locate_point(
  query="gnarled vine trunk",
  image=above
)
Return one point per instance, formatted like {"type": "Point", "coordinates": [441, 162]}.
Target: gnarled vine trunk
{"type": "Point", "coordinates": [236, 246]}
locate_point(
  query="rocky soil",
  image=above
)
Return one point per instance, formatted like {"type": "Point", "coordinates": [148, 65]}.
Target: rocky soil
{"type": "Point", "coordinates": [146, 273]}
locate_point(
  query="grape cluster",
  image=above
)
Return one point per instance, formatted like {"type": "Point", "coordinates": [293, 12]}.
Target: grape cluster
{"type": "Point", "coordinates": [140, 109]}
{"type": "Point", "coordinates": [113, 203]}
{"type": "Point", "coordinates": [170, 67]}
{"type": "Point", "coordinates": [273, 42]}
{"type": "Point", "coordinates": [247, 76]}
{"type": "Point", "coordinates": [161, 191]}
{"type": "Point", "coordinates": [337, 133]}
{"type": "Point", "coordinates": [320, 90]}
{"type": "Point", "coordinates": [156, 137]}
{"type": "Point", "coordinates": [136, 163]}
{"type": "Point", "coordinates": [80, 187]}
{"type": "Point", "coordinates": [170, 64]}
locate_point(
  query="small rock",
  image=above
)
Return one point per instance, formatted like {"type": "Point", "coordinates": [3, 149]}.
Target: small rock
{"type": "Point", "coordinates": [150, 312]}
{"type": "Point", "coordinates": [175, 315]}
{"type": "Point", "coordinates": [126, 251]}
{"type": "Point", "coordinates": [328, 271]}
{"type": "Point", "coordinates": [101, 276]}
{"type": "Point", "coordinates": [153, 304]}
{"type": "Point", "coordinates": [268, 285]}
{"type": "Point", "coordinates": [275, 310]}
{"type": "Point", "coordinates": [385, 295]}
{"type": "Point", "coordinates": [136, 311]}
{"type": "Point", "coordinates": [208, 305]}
══════════════════════════════
#### [WORK INSTRUCTIONS]
Convert every line of the items above into a Markdown table with two columns, Row and Line, where Row holds a running number. Leave out any blank lines.

#### [TASK RESULT]
| Row | Line |
|---|---|
| 1 | locate_point( |
| 2 |   query="gnarled vine trunk", |
| 3 |   image=above |
| 4 | ) |
| 5 | Return one point per instance, formatted like {"type": "Point", "coordinates": [441, 162]}. |
| 6 | Target: gnarled vine trunk |
| 7 | {"type": "Point", "coordinates": [236, 246]} |
| 8 | locate_point( |
| 9 |   query="rocky soil", |
| 10 |   image=above |
| 11 | ) |
| 12 | Return one point per instance, formatted like {"type": "Point", "coordinates": [148, 65]}. |
| 13 | Target: rocky soil |
| 14 | {"type": "Point", "coordinates": [146, 273]} |
| 15 | locate_point( |
| 16 |   query="grape cluster", |
| 17 |   image=above |
| 18 | ) |
| 19 | Return one point per instance, formatted like {"type": "Point", "coordinates": [293, 12]}. |
| 20 | Target: grape cluster |
| 21 | {"type": "Point", "coordinates": [140, 109]} |
| 22 | {"type": "Point", "coordinates": [113, 203]} |
| 23 | {"type": "Point", "coordinates": [170, 67]} |
| 24 | {"type": "Point", "coordinates": [273, 42]} |
| 25 | {"type": "Point", "coordinates": [247, 76]} |
| 26 | {"type": "Point", "coordinates": [161, 191]} |
| 27 | {"type": "Point", "coordinates": [337, 133]} |
| 28 | {"type": "Point", "coordinates": [320, 90]} |
| 29 | {"type": "Point", "coordinates": [156, 137]} |
| 30 | {"type": "Point", "coordinates": [136, 163]} |
| 31 | {"type": "Point", "coordinates": [80, 187]} |
| 32 | {"type": "Point", "coordinates": [170, 64]} |
| 33 | locate_point( |
| 34 |   query="small rock", |
| 35 |   image=above |
| 36 | ) |
| 37 | Return one point per instance, formatted like {"type": "Point", "coordinates": [3, 149]}. |
| 38 | Target: small rock |
| 39 | {"type": "Point", "coordinates": [150, 312]} |
| 40 | {"type": "Point", "coordinates": [175, 315]} |
| 41 | {"type": "Point", "coordinates": [126, 251]} |
| 42 | {"type": "Point", "coordinates": [328, 271]} |
| 43 | {"type": "Point", "coordinates": [101, 276]} |
| 44 | {"type": "Point", "coordinates": [153, 304]} |
| 45 | {"type": "Point", "coordinates": [268, 285]} |
| 46 | {"type": "Point", "coordinates": [275, 310]} |
| 47 | {"type": "Point", "coordinates": [385, 295]} |
| 48 | {"type": "Point", "coordinates": [136, 311]} |
| 49 | {"type": "Point", "coordinates": [208, 305]} |